* [Source excerpt]:
These SIC code characteristics are expected to vary with additional years of data or subsequent exports of previous reports, as Data Axle may update their database over time. It will therefore be important to process these columns from a raw data export prior to beginning any analysis or data validation.

All unique SIC values for a given ABI and address will be retained and expanded as overflow columns. The primary encoding will be constrained to ensure it remains consistent with qualifying classifiers, while all additional SIC columns will represent any other unique SIC values present.

Handling Additional Metadata

In the previous section, two encodings were examined: NAICS and SIC. NAICS remained uninformative, while SIC provided additional important outlet details (described above). The remaining metadata fall into two handling categories:

  1. Metadata not directly relevant to the current project. These fields will be retained with no effort made to clean or validate the values.

  2. Metadata supplying additional location details, such as county code, census block, and FIPS codes. These fields will be assessed for validation in subsequent steps while being handled similarly to category (a). Note that attributed census block and related fields may not translate directly to specific decennial maps, potentially necessitating reference to an external database.

As described above, metadata can vary by location and across the years a business was recorded. As no cleaning or validation effort is being applied to category (a), both location and year-level variation will be retained. The same approach will apply to category (b), with the addition of Boolean validation checks to capture:

  • Whether the same location outcome spans the complete expected date range.

  • Whether multiple location outcomes are associated with the same address.

  • Whether multiple identified location outcomes vary by decennial period or follow alternative patterns (source)

Show the code
# ---- Functions to Construct the Unique Outcomes with Dates String ----

summarize_code_ranges <- function(df, code_col, abi_col = "abi", address_col = "combined_address", year_col = "archive_version_year") {
  #' @description
  #' Summarize contiguous year ranges for a code by ABI + address (data.table)
  #'
  #' For each ABI/address pair, this creates a single string describing each
  #' distinct `code_col` value and the contiguous year ranges in which it appears,
  #' e.g. `"A (2018-2020), B (2022)"`.
  #'
  #' Rows are deduplicated at the ABI/address/year/code level before computing
  #' runs. ABI/address pairs with no non-missing `code_col`+`year_col` observations
  #' are retained and return `NA` in the output column.
  #'
  #' @param df A data.frame/data.table containing ABI, address, code, and year fields.
  #' @param code_col Character scalar. Column name of the code/value to summarize.
  #' @param abi_col Character scalar. Column name for ABI. Default `"abi"`.
  #' @param address_col Character scalar. Column name for address. Default `"combined_address"`.
  #' @param year_col Character scalar. Column name for the year field. Default `"archive_version_year"`.

* [Stated task]: Rewrite the metadata-handling text from "1. Metadata not" up to and including "an external database.", putting "census tract" in place of "census block" throughout.

* [Supplied material]:
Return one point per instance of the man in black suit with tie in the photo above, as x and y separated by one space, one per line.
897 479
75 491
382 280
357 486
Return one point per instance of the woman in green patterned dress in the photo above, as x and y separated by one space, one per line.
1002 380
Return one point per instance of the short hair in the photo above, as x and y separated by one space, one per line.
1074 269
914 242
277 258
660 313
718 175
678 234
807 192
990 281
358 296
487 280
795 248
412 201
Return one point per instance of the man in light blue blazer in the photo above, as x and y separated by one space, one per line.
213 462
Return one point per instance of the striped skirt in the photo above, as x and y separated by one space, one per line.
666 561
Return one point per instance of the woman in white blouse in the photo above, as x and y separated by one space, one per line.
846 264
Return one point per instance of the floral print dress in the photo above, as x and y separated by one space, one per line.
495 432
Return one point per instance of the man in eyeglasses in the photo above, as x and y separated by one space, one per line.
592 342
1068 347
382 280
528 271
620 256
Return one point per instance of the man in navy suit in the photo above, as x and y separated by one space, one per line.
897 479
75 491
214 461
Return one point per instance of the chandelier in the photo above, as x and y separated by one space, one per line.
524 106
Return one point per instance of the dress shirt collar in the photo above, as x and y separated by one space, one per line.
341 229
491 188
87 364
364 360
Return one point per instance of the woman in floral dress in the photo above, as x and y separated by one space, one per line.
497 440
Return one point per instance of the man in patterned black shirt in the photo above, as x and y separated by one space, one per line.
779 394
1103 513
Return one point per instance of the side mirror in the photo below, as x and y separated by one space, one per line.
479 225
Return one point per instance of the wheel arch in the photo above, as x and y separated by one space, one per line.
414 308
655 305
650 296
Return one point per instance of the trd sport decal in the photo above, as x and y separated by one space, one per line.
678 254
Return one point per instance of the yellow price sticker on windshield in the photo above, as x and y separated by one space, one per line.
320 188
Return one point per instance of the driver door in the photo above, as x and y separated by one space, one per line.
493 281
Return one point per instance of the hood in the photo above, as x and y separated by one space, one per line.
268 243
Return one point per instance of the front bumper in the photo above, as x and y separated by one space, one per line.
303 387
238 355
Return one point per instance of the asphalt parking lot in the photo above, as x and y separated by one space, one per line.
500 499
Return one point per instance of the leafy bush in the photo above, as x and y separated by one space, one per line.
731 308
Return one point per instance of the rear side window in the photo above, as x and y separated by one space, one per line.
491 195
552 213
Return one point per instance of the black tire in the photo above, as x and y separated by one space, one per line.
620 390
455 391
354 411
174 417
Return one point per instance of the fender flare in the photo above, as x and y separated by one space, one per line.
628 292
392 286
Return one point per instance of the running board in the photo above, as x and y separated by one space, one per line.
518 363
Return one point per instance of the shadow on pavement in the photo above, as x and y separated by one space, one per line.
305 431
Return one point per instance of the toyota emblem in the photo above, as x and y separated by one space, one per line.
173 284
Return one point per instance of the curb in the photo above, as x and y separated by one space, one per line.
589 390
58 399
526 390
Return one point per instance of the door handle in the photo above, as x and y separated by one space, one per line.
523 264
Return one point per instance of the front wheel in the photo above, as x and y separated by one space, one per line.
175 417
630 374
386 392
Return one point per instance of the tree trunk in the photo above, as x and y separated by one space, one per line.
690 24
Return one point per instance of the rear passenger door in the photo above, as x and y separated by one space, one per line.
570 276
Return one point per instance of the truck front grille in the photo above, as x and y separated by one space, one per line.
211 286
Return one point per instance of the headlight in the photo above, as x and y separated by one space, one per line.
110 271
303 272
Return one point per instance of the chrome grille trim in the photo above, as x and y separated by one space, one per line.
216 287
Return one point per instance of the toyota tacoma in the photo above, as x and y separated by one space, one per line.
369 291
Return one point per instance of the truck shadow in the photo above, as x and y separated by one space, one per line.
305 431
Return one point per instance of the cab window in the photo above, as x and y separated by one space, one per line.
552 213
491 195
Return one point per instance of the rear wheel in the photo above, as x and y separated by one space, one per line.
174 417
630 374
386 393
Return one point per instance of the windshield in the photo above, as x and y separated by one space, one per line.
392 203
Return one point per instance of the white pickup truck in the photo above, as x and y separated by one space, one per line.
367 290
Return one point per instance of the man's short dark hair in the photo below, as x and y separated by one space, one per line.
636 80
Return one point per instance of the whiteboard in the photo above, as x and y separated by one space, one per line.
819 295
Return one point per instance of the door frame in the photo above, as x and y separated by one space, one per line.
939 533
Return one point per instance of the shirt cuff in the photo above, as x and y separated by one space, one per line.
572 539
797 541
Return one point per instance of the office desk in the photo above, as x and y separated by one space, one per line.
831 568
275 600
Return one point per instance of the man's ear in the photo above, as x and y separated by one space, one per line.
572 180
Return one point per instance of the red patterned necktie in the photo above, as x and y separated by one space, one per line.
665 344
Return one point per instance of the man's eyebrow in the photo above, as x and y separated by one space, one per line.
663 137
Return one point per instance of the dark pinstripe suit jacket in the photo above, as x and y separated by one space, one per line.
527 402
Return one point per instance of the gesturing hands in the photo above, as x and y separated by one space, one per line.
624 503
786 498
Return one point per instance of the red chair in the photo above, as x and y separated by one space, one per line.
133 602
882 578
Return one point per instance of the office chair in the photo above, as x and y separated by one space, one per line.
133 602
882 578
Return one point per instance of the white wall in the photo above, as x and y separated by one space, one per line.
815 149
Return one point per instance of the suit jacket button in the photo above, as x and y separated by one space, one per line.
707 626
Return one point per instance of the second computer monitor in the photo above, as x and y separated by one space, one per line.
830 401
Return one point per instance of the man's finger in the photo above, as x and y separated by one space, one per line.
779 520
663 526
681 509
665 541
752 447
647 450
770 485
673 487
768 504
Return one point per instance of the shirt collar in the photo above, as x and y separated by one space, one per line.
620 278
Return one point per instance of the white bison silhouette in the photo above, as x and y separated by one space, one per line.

* [Solution to the exercise]:
1. Metadata not directly relevant to the current project. These fields will be retained with no effort made to clean or validate the values.

  2. Metadata supplying additional location details, such as county code, census tract, and FIPS codes. These fields will be assessed for validation in subsequent steps while being handled similarly to category (a). Note that attributed census tract and related fields may not translate directly to specific decennial maps, potentially necessitating reference to an external database.